Data to process:

◆ ◆ ◆ ◆

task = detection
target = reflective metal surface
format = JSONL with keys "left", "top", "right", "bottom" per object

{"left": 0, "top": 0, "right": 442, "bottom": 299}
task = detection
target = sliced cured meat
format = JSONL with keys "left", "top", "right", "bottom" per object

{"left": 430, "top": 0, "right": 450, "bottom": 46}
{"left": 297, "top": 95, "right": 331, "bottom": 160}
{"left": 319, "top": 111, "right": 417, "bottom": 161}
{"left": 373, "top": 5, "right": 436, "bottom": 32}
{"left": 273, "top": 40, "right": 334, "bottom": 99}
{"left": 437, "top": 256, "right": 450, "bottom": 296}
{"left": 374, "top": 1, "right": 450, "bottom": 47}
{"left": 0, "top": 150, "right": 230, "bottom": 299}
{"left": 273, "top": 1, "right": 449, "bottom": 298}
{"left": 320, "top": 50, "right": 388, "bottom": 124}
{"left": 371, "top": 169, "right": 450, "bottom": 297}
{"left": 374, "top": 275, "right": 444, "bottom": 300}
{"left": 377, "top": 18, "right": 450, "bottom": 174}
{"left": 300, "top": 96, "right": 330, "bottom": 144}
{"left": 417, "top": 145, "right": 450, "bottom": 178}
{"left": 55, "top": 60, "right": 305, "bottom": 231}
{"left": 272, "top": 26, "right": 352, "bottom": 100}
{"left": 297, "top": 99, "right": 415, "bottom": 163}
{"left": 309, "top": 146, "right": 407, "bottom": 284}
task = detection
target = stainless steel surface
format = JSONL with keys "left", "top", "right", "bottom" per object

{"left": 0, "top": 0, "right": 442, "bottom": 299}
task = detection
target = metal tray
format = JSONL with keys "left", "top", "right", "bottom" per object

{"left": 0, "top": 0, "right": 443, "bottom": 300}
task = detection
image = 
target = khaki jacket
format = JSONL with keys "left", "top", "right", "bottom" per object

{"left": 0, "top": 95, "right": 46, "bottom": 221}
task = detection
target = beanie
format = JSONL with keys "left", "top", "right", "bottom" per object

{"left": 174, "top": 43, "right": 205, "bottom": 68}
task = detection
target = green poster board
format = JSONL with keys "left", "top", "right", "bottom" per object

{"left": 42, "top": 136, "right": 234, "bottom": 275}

◆ ◆ ◆ ◆

Problem statement: What is the number of lines in the entries above that hold the string "metal"? Please state that number alone.

Finished exercise: 2